▶ [ACTION ITEM]
When the line containing "of the headphone" is found in the data below, copy it and each line after it through the line containing "x=826, y=367", exactly and with no others.

[[ RECORDS SUPPLIED open ]]

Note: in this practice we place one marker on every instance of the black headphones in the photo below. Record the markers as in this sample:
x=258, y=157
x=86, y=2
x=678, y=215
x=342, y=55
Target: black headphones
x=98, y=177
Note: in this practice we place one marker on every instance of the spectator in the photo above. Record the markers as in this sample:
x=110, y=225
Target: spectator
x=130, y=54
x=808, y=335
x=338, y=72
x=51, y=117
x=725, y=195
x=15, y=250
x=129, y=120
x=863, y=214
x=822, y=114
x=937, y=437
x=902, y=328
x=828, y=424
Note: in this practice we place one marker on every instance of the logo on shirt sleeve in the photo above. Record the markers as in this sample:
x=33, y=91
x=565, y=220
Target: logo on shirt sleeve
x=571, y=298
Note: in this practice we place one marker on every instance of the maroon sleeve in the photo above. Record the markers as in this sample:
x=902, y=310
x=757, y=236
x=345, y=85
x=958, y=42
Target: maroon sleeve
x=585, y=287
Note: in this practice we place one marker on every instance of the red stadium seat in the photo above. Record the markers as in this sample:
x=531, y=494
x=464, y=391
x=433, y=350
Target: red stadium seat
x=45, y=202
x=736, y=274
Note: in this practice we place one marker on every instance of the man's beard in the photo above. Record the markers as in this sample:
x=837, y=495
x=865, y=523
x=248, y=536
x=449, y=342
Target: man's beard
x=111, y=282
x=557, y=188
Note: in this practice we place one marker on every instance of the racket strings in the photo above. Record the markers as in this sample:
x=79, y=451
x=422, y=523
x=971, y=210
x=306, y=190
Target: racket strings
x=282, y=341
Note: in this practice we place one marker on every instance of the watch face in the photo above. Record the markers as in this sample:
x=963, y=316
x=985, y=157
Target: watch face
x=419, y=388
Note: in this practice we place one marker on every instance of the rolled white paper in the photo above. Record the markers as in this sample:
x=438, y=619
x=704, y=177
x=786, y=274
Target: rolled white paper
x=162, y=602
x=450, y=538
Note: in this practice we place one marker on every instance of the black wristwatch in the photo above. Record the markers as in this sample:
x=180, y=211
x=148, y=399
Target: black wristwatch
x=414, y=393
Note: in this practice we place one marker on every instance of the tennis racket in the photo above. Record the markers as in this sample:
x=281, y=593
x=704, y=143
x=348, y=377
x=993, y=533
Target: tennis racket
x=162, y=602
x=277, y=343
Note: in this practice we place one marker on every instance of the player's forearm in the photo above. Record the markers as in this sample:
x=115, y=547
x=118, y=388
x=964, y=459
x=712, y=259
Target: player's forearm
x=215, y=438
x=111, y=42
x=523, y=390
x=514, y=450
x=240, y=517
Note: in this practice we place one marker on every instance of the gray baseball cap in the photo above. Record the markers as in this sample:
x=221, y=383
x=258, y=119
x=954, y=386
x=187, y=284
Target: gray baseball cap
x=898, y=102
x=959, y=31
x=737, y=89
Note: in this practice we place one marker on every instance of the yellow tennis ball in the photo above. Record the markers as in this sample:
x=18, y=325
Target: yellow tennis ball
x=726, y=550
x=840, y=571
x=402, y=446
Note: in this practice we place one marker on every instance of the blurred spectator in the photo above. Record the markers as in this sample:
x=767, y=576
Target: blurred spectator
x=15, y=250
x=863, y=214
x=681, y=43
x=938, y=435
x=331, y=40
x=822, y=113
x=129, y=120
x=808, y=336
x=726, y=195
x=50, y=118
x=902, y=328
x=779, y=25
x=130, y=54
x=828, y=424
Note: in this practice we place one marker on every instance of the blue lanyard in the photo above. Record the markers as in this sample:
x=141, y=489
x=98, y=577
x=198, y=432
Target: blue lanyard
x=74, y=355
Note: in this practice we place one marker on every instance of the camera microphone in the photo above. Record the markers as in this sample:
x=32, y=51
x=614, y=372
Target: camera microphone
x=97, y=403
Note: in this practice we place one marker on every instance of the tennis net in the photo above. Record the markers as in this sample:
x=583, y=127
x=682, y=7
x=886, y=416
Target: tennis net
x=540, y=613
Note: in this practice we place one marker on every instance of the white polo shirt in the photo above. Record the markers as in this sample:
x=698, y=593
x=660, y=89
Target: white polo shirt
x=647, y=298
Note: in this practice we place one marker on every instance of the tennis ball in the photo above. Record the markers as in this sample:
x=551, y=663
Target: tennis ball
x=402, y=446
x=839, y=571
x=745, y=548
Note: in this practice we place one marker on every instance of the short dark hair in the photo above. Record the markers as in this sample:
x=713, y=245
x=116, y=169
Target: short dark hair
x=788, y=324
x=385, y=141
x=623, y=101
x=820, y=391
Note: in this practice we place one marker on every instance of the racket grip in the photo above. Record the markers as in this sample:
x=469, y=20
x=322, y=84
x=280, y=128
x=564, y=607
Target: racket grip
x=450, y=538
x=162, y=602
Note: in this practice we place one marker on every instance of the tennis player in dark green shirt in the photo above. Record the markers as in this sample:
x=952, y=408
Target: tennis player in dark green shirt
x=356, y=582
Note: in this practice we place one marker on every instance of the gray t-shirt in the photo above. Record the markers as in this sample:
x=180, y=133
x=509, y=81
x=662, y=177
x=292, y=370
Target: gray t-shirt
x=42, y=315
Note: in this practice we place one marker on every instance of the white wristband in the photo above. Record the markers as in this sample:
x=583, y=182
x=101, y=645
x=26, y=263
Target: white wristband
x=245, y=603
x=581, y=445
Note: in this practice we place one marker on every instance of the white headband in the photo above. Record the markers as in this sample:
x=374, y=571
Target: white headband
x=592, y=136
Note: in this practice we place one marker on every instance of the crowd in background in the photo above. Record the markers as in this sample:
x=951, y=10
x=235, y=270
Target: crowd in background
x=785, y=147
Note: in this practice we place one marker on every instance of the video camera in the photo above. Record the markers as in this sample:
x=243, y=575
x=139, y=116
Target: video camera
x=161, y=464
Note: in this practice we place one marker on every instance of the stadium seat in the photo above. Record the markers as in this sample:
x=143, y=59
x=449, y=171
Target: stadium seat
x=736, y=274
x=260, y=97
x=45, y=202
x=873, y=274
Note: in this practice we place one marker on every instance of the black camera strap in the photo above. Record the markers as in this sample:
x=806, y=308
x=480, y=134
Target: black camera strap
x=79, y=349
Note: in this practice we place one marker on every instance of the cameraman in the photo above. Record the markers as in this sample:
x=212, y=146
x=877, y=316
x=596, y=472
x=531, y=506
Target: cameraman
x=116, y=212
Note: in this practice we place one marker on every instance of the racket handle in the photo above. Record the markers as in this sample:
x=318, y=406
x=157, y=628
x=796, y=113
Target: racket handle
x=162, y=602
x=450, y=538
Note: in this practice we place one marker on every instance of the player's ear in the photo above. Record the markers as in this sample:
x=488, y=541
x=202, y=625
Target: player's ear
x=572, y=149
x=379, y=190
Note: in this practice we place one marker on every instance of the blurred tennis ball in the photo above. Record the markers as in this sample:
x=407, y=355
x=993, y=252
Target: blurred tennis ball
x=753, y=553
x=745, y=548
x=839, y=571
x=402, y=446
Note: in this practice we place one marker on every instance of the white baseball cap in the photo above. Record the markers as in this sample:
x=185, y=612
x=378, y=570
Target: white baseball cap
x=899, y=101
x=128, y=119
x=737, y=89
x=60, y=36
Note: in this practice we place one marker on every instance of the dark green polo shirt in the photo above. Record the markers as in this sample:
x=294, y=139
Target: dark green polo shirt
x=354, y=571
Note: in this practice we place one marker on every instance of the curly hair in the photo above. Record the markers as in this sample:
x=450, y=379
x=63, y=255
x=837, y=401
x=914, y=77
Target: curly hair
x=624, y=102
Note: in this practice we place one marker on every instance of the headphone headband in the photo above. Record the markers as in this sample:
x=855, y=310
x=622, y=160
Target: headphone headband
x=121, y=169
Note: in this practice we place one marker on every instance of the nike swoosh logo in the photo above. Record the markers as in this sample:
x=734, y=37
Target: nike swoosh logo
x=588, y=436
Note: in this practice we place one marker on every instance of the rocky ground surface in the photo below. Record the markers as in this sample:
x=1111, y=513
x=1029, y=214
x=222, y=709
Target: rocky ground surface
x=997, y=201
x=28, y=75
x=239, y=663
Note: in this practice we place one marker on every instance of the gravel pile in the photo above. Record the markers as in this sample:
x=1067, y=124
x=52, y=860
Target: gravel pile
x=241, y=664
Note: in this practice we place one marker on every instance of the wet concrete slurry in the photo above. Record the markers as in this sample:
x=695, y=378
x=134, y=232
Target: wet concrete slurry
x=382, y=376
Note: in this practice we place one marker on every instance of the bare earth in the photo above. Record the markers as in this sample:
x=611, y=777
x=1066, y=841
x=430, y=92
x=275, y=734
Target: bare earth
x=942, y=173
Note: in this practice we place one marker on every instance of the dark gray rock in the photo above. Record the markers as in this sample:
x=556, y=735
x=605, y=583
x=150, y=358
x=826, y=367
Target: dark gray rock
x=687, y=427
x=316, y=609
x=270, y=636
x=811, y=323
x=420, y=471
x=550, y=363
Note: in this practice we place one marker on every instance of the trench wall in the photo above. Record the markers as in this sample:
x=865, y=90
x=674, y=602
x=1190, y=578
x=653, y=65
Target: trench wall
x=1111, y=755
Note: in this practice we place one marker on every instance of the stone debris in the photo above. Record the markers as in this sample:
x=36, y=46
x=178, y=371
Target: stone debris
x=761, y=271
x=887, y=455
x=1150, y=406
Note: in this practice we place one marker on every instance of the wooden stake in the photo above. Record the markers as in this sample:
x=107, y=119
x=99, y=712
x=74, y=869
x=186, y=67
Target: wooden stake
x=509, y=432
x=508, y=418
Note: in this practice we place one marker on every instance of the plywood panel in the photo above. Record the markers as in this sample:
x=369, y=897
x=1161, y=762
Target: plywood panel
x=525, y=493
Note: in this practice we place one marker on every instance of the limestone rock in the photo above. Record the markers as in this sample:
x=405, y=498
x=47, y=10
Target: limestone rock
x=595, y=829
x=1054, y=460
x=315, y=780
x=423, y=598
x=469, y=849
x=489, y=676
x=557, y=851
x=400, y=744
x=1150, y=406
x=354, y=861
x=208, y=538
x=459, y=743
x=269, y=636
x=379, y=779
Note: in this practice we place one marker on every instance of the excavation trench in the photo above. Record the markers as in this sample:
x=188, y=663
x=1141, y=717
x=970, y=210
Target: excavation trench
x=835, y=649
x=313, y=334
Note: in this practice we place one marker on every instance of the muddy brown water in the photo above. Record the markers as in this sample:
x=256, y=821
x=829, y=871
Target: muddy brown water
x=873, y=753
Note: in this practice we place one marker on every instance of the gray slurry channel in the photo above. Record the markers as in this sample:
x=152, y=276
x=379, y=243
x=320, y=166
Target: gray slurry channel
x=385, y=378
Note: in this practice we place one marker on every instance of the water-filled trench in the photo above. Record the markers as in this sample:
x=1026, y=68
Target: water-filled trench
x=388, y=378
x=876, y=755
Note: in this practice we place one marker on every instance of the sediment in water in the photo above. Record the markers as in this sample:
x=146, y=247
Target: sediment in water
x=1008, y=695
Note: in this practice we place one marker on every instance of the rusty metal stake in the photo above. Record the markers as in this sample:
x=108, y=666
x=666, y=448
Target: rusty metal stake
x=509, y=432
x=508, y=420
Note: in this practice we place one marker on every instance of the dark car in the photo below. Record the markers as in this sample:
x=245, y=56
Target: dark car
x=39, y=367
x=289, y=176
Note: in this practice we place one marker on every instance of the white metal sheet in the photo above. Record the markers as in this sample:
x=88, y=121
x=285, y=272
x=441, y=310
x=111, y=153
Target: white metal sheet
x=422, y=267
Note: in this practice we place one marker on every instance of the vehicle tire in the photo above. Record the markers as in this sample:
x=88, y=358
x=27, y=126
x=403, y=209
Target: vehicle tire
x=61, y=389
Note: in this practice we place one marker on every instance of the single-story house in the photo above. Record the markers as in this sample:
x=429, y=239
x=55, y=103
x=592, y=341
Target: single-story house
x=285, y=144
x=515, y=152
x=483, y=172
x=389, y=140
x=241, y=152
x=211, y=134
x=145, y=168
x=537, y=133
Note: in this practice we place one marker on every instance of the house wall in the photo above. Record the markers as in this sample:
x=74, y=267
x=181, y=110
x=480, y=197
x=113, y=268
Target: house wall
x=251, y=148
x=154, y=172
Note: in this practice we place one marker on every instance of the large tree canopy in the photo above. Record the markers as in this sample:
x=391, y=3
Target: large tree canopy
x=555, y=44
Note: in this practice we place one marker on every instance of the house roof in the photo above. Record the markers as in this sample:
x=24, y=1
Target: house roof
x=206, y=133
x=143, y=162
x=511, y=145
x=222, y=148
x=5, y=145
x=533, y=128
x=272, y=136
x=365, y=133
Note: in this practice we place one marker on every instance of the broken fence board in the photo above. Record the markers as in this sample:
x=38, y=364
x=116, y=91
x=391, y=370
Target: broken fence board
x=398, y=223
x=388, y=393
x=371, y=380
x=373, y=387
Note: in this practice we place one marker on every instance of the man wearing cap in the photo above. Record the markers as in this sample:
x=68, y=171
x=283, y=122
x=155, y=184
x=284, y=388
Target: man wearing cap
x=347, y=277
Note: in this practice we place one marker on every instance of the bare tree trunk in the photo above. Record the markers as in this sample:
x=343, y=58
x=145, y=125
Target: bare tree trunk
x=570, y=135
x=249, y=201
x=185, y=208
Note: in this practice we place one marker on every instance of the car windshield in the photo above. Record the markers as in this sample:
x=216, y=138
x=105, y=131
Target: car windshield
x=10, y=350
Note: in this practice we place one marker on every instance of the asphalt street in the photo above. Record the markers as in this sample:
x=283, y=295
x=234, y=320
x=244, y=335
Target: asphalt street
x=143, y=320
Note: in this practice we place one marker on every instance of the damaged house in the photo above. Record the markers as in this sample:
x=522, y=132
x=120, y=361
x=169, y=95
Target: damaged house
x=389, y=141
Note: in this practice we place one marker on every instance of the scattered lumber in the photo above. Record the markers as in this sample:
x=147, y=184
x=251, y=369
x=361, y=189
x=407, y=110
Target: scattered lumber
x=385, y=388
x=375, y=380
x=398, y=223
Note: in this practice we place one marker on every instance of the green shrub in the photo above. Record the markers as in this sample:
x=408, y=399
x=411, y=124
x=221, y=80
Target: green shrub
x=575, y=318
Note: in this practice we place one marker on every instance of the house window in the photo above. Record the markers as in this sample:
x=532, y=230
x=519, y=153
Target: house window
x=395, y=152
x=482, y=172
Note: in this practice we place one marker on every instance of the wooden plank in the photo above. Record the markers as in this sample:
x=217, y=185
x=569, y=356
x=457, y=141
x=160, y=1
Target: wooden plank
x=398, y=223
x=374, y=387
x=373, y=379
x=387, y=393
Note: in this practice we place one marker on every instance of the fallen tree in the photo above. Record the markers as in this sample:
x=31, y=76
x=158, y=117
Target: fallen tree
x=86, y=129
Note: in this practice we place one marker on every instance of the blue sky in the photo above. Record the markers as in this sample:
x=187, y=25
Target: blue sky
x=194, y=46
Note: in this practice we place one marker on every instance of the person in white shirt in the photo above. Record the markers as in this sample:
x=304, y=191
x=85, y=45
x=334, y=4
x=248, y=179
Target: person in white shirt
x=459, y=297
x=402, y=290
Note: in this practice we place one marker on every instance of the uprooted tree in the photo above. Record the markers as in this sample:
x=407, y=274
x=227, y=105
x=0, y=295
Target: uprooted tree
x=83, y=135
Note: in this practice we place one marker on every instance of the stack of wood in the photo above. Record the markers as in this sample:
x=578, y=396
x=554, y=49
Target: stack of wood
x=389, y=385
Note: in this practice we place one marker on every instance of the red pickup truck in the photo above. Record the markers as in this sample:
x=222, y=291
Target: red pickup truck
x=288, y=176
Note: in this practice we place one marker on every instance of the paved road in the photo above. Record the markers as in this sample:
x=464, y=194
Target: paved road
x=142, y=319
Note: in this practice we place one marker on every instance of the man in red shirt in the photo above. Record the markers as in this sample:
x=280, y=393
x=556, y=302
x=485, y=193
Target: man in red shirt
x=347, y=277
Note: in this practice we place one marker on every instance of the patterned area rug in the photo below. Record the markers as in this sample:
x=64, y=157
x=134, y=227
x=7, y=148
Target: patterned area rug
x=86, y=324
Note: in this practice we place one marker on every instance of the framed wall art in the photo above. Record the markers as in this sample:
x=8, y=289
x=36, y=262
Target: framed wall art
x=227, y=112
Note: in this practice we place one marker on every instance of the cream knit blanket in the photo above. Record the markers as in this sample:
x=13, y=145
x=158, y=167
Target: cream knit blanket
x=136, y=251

[[ RECORDS SUPPLIED closed ]]

▶ [RESPONSE]
Note: in this practice we place one marker on every instance of the headphone headband in the photo above. Record the markers as in this sample:
x=855, y=310
x=622, y=160
Target: headphone headband
x=121, y=169
Note: in this practice we place one marker on every instance of the nike swoosh logo in the photo above. Record the markers as in this sample:
x=734, y=37
Target: nike swoosh logo
x=588, y=436
Note: in this practice we place one marker on every instance of the rocky ground surface in the photo below. Record the markers as in this sample:
x=1111, y=513
x=1029, y=214
x=222, y=709
Target: rocky ground surface
x=997, y=201
x=28, y=75
x=239, y=663
Note: in this practice we place one marker on every instance of the gravel pile in the photo above. Record the markers as in this sample:
x=1067, y=124
x=52, y=860
Target: gravel pile
x=241, y=664
Note: in this practice we place one marker on every instance of the wet concrete slurry in the photo above. Record the markers as in this sample:
x=695, y=378
x=134, y=232
Target: wet concrete slurry
x=382, y=376
Note: in this practice we place one marker on every instance of the bare earth in the photo above. Record the markers as in this sample:
x=611, y=777
x=1066, y=841
x=430, y=92
x=275, y=734
Target: bare earth
x=942, y=173
Note: in this practice we place one marker on every instance of the dark gray rock in the photo above. Record the markers as in this sample:
x=556, y=735
x=605, y=583
x=150, y=358
x=826, y=367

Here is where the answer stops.